Starting at the line that has "Output form: <point>265,68</point>" and stopping after the line that has "Query: windmill reflection", reproduce the listing below exactly; omit everything else.

::: Information

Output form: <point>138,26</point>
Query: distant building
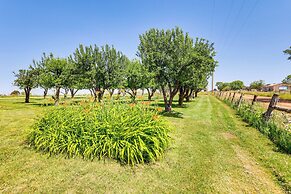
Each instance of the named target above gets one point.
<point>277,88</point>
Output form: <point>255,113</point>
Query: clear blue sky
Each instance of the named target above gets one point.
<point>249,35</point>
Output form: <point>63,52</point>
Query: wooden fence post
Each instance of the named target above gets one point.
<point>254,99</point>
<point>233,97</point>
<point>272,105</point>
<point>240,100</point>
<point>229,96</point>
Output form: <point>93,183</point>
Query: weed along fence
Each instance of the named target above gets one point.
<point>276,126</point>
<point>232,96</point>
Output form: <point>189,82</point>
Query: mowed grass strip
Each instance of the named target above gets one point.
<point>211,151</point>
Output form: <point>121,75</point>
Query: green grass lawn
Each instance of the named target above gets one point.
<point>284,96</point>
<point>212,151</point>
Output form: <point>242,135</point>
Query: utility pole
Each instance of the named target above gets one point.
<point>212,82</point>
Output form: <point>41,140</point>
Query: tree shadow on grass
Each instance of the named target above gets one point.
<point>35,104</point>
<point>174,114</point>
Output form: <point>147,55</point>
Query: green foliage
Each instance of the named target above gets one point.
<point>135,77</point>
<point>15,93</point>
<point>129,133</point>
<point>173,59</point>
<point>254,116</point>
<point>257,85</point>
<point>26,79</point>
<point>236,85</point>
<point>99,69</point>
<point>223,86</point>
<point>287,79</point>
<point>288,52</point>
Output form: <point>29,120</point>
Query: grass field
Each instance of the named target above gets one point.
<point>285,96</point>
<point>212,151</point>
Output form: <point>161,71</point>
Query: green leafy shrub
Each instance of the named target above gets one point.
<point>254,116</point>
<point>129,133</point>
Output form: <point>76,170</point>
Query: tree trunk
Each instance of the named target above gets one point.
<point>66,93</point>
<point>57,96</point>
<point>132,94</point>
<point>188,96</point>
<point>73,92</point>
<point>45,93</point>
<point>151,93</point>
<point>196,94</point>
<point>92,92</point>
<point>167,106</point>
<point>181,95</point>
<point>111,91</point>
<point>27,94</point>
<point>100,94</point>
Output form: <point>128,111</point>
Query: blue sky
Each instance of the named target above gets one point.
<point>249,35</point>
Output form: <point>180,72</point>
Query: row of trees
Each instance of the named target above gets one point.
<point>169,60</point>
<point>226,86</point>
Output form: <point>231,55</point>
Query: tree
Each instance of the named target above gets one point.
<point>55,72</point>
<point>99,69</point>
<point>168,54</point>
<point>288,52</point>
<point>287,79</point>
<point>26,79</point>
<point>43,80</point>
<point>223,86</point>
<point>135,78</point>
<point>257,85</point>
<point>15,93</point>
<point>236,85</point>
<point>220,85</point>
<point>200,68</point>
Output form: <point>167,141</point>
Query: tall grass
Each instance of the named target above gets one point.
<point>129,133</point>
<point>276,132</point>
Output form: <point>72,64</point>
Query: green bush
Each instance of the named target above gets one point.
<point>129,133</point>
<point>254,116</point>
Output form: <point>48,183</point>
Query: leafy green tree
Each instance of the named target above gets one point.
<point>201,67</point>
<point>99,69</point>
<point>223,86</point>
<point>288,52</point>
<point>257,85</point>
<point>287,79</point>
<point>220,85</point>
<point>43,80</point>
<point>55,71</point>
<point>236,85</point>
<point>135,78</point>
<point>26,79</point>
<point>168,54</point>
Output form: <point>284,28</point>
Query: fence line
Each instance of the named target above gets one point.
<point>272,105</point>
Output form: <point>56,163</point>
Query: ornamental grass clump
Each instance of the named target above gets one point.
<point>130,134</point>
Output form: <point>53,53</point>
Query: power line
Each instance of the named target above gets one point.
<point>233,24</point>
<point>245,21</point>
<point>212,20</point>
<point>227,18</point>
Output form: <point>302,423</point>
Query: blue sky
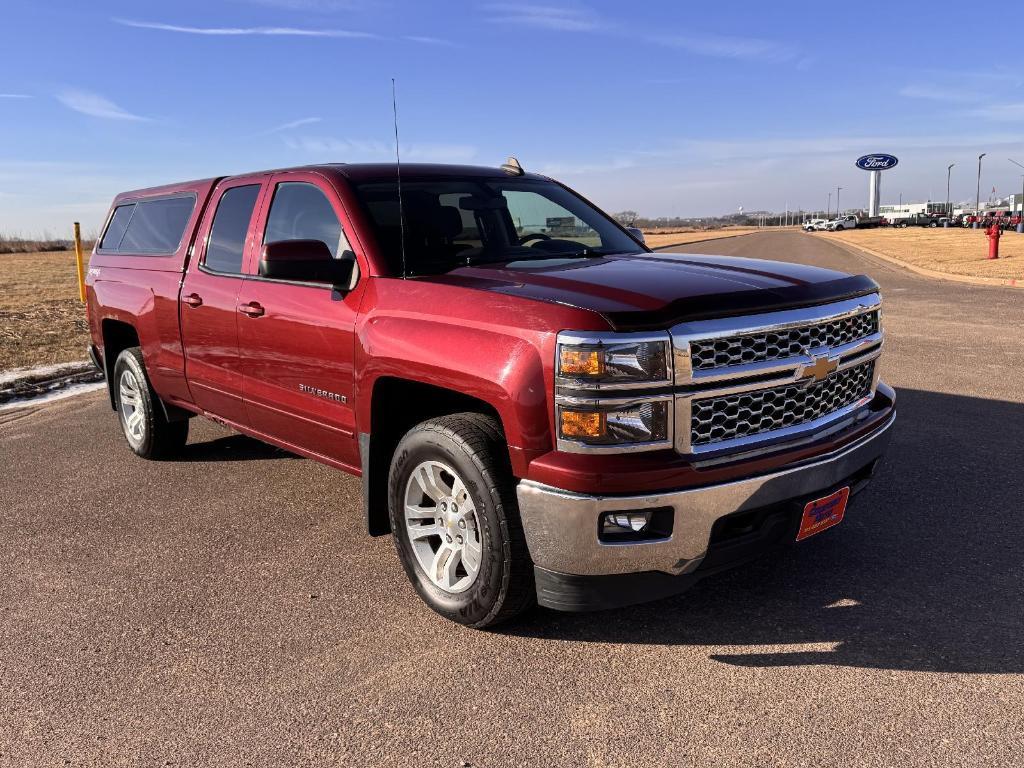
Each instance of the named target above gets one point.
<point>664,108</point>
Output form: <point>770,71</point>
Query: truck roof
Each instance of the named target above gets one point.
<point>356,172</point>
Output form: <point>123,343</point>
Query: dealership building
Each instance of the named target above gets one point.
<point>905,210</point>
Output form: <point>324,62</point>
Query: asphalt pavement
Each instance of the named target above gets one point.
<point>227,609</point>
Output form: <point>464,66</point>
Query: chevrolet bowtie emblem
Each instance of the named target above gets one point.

::::::
::: Information

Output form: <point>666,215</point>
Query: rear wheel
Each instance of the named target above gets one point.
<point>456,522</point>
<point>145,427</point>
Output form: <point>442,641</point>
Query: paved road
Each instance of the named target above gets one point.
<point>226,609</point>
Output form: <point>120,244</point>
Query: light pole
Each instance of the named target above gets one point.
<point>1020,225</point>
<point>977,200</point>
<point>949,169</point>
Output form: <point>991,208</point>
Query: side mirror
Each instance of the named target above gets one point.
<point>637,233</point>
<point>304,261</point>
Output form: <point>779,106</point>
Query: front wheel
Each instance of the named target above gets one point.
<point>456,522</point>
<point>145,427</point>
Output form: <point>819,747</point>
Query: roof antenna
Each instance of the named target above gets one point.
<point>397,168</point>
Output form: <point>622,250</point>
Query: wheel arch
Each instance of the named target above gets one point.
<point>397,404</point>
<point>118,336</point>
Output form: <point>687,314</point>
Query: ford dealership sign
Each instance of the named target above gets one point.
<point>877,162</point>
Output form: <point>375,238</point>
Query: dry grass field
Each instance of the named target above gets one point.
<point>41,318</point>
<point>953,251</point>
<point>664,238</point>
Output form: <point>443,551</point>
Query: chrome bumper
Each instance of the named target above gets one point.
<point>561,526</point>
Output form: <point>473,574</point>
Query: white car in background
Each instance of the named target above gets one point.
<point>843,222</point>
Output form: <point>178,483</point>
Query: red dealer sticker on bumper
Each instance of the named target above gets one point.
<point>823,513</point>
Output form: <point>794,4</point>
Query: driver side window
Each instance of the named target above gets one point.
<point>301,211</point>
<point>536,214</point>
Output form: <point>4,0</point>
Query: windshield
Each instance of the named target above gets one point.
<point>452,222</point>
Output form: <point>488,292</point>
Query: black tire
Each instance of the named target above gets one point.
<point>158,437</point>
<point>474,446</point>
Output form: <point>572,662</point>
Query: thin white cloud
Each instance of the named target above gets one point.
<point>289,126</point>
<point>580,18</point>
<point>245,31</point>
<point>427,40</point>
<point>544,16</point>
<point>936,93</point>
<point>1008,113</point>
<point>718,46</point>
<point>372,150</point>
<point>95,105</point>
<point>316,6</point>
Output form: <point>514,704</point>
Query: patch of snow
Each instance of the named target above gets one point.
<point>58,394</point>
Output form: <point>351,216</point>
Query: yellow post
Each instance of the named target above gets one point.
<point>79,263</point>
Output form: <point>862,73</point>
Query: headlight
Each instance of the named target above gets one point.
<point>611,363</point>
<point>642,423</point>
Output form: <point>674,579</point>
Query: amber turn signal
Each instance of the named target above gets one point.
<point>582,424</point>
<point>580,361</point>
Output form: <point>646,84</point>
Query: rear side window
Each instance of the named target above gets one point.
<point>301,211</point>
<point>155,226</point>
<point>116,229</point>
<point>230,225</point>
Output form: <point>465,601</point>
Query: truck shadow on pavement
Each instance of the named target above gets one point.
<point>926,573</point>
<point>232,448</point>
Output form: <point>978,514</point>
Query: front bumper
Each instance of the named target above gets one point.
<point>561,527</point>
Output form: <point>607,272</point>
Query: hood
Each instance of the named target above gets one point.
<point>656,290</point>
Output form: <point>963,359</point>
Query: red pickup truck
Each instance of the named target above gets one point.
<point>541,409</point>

::::::
::: Information

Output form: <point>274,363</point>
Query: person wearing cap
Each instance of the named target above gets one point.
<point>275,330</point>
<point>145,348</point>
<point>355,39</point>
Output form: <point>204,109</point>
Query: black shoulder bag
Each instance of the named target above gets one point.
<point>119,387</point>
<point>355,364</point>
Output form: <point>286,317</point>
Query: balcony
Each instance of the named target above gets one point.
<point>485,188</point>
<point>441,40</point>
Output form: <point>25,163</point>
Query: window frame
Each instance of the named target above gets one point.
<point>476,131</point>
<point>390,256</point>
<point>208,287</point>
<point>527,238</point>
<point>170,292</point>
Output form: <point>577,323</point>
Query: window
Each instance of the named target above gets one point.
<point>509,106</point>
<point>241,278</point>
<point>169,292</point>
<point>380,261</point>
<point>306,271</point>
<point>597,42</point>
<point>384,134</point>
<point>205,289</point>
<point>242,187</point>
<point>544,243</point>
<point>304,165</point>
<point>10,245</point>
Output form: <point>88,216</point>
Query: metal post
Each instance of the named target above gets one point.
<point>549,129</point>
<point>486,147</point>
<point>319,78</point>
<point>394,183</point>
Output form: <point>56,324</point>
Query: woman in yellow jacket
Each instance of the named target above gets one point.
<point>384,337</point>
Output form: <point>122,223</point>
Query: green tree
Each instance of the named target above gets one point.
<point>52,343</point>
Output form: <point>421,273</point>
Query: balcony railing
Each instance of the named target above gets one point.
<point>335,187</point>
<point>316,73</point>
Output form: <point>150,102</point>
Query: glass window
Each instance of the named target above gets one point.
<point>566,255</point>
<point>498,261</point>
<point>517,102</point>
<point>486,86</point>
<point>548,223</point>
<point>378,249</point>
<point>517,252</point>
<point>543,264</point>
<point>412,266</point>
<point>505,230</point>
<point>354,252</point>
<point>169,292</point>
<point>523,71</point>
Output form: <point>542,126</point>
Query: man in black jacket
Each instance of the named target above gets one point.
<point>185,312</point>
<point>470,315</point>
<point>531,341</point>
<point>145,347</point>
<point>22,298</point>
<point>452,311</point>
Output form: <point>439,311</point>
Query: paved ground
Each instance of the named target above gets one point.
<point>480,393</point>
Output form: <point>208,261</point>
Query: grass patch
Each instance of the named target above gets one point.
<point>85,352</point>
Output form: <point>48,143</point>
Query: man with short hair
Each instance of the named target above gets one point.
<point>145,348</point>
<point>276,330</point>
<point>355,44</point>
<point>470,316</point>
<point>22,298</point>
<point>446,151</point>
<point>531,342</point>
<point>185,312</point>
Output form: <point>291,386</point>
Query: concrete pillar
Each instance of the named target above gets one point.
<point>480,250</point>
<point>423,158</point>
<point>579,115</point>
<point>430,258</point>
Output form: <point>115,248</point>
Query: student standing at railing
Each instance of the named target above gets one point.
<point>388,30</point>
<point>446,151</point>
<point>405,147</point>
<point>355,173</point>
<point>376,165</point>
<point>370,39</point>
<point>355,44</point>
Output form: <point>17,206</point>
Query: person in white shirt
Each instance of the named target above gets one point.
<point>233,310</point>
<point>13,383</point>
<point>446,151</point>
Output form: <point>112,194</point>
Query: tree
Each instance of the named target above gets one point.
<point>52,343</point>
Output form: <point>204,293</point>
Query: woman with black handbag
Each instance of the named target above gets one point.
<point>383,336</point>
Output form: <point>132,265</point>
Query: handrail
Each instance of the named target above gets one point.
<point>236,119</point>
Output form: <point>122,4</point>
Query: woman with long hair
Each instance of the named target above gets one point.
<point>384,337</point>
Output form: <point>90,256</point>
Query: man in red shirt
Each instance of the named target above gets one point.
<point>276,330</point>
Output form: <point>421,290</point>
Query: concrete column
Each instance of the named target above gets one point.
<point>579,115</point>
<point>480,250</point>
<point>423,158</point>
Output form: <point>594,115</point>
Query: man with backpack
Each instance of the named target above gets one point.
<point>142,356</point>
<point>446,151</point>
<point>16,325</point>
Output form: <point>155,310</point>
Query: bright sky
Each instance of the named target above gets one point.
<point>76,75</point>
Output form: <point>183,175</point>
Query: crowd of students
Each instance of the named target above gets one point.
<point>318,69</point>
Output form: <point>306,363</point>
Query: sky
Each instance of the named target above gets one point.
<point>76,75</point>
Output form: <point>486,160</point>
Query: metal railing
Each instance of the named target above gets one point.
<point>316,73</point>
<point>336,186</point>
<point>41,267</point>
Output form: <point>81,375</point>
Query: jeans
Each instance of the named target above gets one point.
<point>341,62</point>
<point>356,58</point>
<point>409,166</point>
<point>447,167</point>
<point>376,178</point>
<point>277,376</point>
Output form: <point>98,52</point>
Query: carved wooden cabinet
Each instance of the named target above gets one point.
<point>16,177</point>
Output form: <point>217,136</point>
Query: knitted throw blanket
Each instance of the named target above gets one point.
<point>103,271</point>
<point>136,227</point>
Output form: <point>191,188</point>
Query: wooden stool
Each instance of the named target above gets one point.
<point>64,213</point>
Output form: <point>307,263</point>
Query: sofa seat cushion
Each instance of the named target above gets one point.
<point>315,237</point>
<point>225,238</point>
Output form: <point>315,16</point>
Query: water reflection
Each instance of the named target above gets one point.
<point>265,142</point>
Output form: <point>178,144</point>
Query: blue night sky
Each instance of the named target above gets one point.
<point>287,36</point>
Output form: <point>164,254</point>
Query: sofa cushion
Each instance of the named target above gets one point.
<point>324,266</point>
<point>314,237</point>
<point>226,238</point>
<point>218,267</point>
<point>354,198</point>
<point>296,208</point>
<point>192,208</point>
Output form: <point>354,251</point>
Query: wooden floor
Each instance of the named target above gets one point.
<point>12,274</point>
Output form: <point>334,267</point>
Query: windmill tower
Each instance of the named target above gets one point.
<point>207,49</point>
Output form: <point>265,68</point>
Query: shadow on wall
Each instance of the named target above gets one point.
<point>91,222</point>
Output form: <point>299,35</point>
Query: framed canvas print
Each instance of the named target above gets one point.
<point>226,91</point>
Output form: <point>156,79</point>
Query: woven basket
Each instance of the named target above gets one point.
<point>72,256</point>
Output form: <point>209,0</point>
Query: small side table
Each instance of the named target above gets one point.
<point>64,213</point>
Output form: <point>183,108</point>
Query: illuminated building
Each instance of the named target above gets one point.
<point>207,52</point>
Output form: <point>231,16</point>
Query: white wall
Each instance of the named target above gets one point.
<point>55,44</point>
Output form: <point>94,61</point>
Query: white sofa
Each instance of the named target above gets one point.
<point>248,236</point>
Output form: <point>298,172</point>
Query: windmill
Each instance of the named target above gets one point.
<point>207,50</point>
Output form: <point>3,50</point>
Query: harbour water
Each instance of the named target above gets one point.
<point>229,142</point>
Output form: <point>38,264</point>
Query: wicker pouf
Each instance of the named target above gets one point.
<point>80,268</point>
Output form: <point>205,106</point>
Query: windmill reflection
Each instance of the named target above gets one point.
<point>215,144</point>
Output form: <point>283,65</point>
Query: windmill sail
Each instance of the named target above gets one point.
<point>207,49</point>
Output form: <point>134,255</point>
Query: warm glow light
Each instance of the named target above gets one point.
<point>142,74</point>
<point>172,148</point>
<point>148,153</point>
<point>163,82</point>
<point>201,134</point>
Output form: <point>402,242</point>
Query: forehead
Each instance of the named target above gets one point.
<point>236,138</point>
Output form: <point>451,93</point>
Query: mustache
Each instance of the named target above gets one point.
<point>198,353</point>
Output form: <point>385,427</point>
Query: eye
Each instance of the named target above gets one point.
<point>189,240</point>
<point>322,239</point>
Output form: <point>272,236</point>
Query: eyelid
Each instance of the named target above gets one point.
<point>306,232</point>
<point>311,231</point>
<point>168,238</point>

::::::

* **Exercise answer**
Output form: <point>265,68</point>
Query: shadow on wall
Each instance of the named target above gets one point.
<point>91,222</point>
Output form: <point>299,35</point>
Query: framed canvas print
Each instance of the named target above gets one point.
<point>226,91</point>
Output form: <point>156,79</point>
Query: woven basket
Each instance of the named target above gets one point.
<point>72,256</point>
Output form: <point>209,0</point>
Query: small side table
Each instance of the named target above gets one point.
<point>64,213</point>
Output form: <point>183,108</point>
Query: illuminated building
Each instance of the named target above gets one point.
<point>207,52</point>
Output form: <point>231,16</point>
Query: white wall
Each instance of the named target above gets one point.
<point>55,44</point>
Output form: <point>94,61</point>
Query: white sofa
Each instance of the named target above gets one point.
<point>248,236</point>
Output form: <point>298,172</point>
Query: windmill
Each instance of the named target above gets one point.
<point>207,50</point>
Output form: <point>3,50</point>
Query: harbour water
Each instance of the named target above gets one point.
<point>229,142</point>
Output form: <point>38,264</point>
Query: wicker pouf
Each instance of the named target above gets one point.
<point>80,268</point>
Output form: <point>205,106</point>
Query: windmill reflection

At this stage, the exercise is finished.